#### [Qué se pide]
[a] Responde estas preguntas según el fragmento sobre el viaje a Cobá:
(i) ¿En qué península se encuentra Cobá?
(ii) ¿Cómo se describe al chofer del carro?
(iii) ¿En qué tipo de local se detuvieron a comer?
[b] Indica si cada afirmación coincide con el fragmento sobre el viaje a Cobá y cita las palabras que lo deciden:
(i) La pirámide junto al puente era del mismo tamaño que las del Petén.
(ii) El trayecto en carro se hacía de noche.
(iii) Cuando pararon a comer, ya les faltaba poco para llegar al destino.
[c] Devuelve sin cambios el pasaje del fragmento sobre el viaje a Cobá que empieza con "Viajaba hacia Cobá, en" y continúa hasta "en el Petén.".

#### [Extracto del texto]
☆ ☆ ☆ ☆

Viajaba hacia Cobá, en la península de Yucatán, cuando en la carretera llamó mi atención una pequeña pirámide junto a la base de un puente. Era idéntica en todo, menos en el tamaño, a aquellas que años atrás me habían deslumbrado en el Petén.
Aunque no dije nada, el chofer del carro, un yucateco joven, supo leer la sorpresa en mi cara. “¿Sabes qué es?”, preguntó desde el espejo retrovisor. Respondí que sí, pero que ignoraba la función de aquella obra en miniatura, hecha como para que jugaran niños.
Quiso conocer cómo andaba yo en materia de credulidad e intuí por dónde iba la procesión; como no estaba interesado en un diálogo directo hacia una calle sin salida, opté por una respuesta conciliadora: “No creo, ni dejo de creer”.
Era de noche y aun en la oscuridad se sentía la presencia del mar, sobre todo en el bochorno que se imponía sobre el aguacero. Faltaba mucho para llegar al destino y necesitábamos comer. Paramos en una pizzería y cuando estuvimos instalados en la mesa, y ya habíamos ordenado, el chofer volvió al asunto de la pirámide.

☆ ☆ ☆ ☆

#### [Datos de origen]
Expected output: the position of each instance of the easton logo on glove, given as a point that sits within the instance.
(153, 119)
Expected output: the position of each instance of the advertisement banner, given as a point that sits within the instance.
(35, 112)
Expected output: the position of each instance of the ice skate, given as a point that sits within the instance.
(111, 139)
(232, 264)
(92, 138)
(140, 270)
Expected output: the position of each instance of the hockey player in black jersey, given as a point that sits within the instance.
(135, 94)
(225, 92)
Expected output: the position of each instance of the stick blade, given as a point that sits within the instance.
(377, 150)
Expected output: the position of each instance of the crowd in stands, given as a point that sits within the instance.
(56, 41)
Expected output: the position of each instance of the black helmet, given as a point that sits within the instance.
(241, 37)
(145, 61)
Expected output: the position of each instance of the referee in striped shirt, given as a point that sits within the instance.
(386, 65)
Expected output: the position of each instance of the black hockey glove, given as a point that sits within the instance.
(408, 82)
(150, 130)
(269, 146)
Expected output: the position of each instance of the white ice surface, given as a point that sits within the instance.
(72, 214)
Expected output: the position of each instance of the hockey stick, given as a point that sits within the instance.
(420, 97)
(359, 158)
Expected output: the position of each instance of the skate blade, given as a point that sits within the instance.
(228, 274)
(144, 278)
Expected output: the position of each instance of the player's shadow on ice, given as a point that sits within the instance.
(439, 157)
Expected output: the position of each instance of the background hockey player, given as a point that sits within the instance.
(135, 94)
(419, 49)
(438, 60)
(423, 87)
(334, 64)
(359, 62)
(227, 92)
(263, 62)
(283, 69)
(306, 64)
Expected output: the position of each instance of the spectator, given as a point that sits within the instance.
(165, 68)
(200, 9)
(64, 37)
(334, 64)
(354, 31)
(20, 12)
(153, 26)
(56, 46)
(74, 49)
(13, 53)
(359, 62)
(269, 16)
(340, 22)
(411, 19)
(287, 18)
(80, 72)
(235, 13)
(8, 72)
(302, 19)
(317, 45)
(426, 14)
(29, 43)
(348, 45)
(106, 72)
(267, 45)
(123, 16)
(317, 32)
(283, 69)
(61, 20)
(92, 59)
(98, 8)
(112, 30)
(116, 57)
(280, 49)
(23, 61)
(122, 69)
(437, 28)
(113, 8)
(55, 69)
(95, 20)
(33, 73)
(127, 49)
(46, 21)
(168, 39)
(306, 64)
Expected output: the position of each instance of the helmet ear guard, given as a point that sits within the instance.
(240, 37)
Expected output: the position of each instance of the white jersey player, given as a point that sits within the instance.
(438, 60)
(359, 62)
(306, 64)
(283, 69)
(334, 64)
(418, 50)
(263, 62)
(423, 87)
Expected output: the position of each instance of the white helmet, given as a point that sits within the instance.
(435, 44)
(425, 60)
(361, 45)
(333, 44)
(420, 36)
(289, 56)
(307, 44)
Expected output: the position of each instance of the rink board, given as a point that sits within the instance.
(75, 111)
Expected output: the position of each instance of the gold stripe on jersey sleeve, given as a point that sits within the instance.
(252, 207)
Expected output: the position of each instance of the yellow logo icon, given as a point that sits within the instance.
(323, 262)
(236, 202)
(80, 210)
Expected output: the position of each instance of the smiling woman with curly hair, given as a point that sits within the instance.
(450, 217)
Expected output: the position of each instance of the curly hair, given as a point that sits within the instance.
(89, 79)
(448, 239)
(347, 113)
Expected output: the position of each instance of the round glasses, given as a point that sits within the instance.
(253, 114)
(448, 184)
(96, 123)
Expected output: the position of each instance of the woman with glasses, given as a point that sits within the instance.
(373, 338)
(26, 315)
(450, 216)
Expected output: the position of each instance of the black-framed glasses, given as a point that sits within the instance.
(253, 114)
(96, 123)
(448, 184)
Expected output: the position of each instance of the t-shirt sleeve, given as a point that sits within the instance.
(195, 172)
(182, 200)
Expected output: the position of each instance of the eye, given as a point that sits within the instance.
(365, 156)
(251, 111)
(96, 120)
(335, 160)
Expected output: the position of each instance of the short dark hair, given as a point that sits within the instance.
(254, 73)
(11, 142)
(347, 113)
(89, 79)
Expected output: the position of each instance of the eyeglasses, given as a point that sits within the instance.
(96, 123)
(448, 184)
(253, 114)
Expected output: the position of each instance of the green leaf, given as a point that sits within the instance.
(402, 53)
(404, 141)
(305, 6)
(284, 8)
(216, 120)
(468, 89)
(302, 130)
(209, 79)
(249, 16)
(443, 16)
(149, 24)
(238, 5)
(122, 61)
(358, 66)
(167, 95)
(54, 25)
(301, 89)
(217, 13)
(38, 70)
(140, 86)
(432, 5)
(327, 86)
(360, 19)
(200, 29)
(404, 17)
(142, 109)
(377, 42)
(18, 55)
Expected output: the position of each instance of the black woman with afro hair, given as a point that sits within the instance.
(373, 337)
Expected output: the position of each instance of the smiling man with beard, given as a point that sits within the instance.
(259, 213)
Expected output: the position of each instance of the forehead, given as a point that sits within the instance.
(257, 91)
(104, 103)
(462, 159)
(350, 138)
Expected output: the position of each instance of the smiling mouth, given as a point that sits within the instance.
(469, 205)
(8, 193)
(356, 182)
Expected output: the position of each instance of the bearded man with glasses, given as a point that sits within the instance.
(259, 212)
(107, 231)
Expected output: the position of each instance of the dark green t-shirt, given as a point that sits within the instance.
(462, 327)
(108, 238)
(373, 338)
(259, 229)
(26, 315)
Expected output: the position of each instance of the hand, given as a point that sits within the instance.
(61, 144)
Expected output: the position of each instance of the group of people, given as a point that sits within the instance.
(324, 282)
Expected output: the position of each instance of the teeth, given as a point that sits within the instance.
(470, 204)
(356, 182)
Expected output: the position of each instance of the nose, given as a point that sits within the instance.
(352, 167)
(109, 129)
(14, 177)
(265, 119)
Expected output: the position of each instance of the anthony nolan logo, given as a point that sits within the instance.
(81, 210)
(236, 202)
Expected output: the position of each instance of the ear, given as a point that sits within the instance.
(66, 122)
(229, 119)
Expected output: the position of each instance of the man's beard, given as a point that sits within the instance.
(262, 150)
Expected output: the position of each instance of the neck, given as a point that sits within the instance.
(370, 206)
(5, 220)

☆ ☆ ☆ ☆

#### [Lista de respuestas]
[a]
(i) En la península de Yucatán.
(ii) Como un yucateco joven.
(iii) En una pizzería.

[b]
(i) No: "Era idéntica en todo, menos en el tamaño".
(ii) Sí: "Era de noche".
(iii) No: "Faltaba mucho para llegar al destino".

[c]
Viajaba hacia Cobá, en la península de Yucatán, cuando en la carretera llamó mi atención una pequeña pirámide junto a la base de un puente. Era idéntica en todo, menos en el tamaño, a aquellas que años atrás me habían deslumbrado en el Petén.